WRITTEN REQUEST: Copy word for word the lines of the data below, starting at the line that contains "the dark hardwood" and ending at the line that contains "point(151, 218)", with both of those lines included.

Records for pointing at named objects:
━━━━━━━━━━━━━━━━━━━━━━━━━━━━━━

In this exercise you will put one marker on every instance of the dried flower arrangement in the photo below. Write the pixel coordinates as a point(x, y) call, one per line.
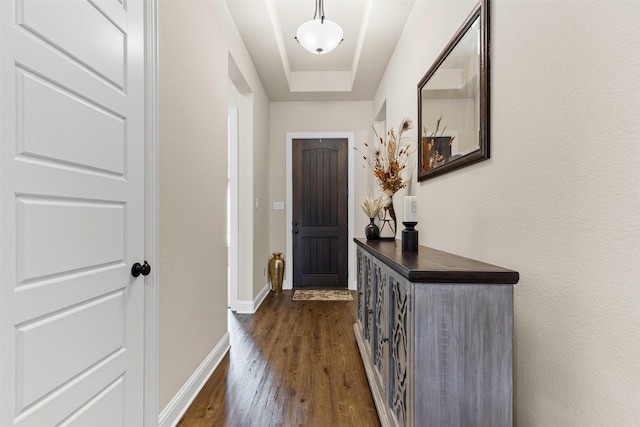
point(371, 206)
point(387, 159)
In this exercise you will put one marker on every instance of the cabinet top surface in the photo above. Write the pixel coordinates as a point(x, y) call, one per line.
point(434, 266)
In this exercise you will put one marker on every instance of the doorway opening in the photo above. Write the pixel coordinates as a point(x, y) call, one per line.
point(232, 209)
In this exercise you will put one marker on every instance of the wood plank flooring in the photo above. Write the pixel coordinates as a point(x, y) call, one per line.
point(290, 363)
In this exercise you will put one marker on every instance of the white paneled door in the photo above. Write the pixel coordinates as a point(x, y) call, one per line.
point(71, 212)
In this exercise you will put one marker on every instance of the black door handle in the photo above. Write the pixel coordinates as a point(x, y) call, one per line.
point(137, 269)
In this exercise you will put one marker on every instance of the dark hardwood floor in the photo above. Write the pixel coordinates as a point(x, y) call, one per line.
point(290, 363)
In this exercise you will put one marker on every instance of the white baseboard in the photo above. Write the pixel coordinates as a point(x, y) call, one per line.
point(173, 412)
point(250, 307)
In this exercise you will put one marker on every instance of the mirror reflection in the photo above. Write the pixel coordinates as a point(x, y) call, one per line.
point(451, 130)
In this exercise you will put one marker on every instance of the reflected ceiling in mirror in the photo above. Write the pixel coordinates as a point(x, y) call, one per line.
point(453, 102)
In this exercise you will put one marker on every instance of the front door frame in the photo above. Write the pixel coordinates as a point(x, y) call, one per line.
point(350, 136)
point(151, 218)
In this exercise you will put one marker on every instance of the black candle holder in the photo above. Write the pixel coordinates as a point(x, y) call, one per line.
point(410, 237)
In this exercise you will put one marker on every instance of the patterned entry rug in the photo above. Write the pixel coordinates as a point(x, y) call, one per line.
point(333, 295)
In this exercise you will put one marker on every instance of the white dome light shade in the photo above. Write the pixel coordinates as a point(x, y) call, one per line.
point(319, 36)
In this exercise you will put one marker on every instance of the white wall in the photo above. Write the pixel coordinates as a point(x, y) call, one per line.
point(195, 40)
point(559, 200)
point(286, 117)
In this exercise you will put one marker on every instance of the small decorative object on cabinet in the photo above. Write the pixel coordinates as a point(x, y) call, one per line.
point(276, 272)
point(371, 231)
point(371, 206)
point(435, 333)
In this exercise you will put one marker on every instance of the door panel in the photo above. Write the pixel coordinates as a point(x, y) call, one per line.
point(71, 212)
point(320, 213)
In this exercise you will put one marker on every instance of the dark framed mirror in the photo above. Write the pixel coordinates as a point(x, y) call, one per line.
point(453, 101)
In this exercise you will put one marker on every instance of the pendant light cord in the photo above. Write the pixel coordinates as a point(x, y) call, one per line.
point(319, 9)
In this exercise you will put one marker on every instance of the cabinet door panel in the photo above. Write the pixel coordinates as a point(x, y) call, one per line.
point(400, 351)
point(360, 301)
point(381, 335)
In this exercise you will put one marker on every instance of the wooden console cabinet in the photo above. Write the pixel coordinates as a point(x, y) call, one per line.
point(435, 332)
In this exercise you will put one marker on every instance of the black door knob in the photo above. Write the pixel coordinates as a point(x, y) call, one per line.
point(138, 269)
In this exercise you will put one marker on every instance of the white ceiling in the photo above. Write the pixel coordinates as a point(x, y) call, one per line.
point(351, 72)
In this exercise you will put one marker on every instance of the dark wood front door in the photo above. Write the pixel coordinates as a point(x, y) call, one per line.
point(320, 213)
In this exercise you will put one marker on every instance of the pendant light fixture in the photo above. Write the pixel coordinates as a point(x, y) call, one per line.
point(319, 35)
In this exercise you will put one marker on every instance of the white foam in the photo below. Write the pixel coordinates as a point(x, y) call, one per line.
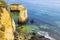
point(43, 33)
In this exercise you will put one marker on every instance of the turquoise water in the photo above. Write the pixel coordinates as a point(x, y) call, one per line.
point(46, 15)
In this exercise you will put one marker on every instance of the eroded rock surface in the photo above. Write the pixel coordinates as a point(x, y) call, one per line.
point(7, 25)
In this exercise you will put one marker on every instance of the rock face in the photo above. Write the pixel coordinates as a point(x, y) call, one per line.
point(7, 25)
point(23, 16)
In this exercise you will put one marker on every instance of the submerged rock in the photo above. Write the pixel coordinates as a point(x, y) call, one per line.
point(23, 16)
point(7, 25)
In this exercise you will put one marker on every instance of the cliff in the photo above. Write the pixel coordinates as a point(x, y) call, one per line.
point(7, 25)
point(23, 16)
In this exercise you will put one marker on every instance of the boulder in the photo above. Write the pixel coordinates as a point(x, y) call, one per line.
point(7, 25)
point(23, 16)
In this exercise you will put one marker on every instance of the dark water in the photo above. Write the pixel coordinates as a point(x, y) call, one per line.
point(46, 18)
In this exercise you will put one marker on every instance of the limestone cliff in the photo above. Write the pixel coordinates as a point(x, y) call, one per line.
point(7, 25)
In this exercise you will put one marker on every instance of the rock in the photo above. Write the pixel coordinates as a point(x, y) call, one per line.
point(7, 24)
point(16, 7)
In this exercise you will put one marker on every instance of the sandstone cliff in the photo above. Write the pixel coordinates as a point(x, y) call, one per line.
point(7, 25)
point(23, 16)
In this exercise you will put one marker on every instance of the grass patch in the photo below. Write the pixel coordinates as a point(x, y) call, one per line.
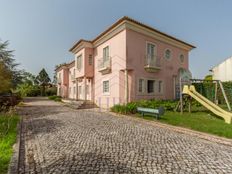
point(55, 98)
point(199, 121)
point(7, 139)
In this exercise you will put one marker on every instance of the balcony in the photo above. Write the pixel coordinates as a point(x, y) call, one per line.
point(104, 65)
point(152, 63)
point(73, 78)
point(59, 80)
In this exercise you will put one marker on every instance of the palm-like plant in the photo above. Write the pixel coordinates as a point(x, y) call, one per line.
point(43, 79)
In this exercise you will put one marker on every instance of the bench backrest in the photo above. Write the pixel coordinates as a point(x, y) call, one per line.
point(159, 111)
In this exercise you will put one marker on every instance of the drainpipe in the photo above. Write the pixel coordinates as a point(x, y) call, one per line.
point(126, 86)
point(77, 92)
point(85, 88)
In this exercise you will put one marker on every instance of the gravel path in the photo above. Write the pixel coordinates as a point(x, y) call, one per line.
point(58, 139)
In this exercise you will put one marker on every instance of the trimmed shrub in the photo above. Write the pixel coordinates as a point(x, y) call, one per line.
point(55, 98)
point(131, 108)
point(51, 91)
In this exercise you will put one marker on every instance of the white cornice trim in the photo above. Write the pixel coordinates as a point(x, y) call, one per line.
point(110, 34)
point(155, 35)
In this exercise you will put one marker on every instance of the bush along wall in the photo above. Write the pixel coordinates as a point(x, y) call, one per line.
point(207, 89)
point(131, 107)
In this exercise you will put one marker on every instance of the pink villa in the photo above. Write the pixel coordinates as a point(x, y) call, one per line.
point(127, 62)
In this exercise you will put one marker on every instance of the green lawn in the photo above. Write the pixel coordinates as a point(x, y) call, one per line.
point(199, 121)
point(7, 140)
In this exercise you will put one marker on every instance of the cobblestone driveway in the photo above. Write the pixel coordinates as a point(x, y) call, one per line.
point(60, 140)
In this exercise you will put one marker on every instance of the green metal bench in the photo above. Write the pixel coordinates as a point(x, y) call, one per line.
point(156, 112)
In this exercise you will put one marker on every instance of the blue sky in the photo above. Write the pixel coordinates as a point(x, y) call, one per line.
point(42, 31)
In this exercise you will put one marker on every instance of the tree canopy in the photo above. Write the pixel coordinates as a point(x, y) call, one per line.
point(9, 66)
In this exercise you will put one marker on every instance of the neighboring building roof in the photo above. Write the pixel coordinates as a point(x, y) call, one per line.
point(211, 69)
point(65, 65)
point(125, 18)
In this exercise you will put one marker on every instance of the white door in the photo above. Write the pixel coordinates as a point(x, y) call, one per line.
point(79, 92)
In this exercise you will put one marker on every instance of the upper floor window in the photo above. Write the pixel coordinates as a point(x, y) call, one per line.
point(141, 85)
point(106, 53)
point(106, 86)
point(79, 62)
point(90, 59)
point(160, 87)
point(182, 58)
point(167, 54)
point(150, 86)
point(150, 50)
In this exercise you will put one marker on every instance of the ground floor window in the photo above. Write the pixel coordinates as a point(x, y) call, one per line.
point(141, 85)
point(150, 86)
point(79, 90)
point(160, 87)
point(106, 86)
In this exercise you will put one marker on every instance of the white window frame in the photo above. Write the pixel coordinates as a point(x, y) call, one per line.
point(170, 54)
point(90, 61)
point(154, 82)
point(79, 62)
point(155, 48)
point(108, 53)
point(143, 85)
point(160, 87)
point(180, 58)
point(105, 93)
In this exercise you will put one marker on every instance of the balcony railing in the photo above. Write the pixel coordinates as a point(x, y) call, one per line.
point(59, 80)
point(104, 65)
point(152, 63)
point(72, 77)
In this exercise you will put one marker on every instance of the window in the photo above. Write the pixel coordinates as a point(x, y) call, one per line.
point(79, 90)
point(106, 86)
point(150, 50)
point(79, 62)
point(182, 58)
point(141, 85)
point(87, 89)
point(90, 59)
point(106, 53)
point(160, 87)
point(150, 86)
point(167, 54)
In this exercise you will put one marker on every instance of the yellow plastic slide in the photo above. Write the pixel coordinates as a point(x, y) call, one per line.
point(227, 116)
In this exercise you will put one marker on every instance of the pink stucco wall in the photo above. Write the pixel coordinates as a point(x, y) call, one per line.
point(63, 86)
point(72, 92)
point(127, 50)
point(80, 72)
point(136, 51)
point(117, 52)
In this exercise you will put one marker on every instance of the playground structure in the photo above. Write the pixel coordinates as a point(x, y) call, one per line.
point(191, 91)
point(187, 92)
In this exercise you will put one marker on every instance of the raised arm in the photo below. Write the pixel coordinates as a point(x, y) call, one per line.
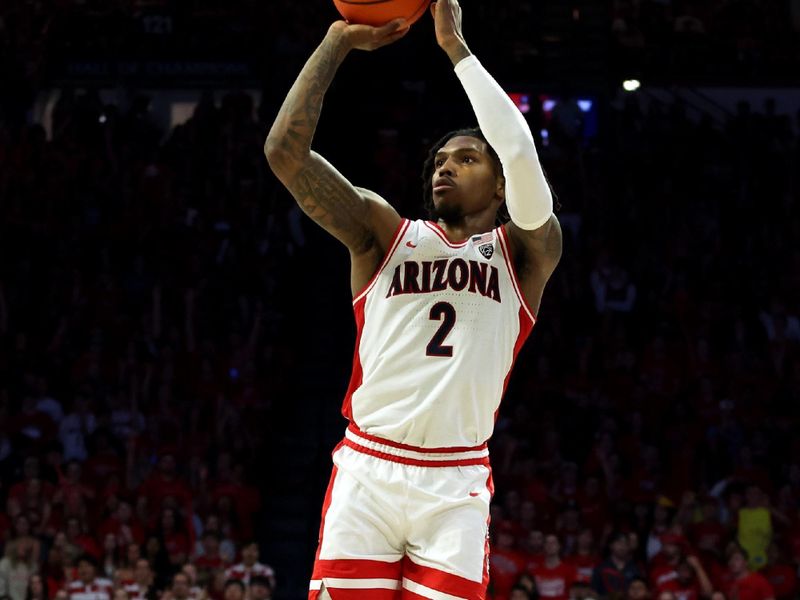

━━━━━━━━━━━━━━━━━━━━━━━━━━━━━━

THE ANSWER:
In this exercise you will put one marker on every instance of the dark hardwood floor in the photo above. Write the pixel coordinates as a point(x, y) call, one per line.
point(290, 363)
In this exercise you will put one marker on every instance of the white baseboard in the photo above. Write the pixel coordinates as a point(x, y) call, one per line.
point(173, 412)
point(250, 307)
In this exercise you will put one marker on every instance of the mirror reflection in the photo above. Write the pixel coordinates as a point(x, y) call, one per line.
point(451, 130)
In this exercise you will put one marker on every instance of the reflected ceiling in mirror in the photo above. Write the pixel coordinates as a point(x, y) call, one per line.
point(453, 102)
In this exercise you will put one marker on every instance of the front door frame in the photo above. Write the pixel coordinates as a point(x, y) call, one per line.
point(350, 136)
point(151, 218)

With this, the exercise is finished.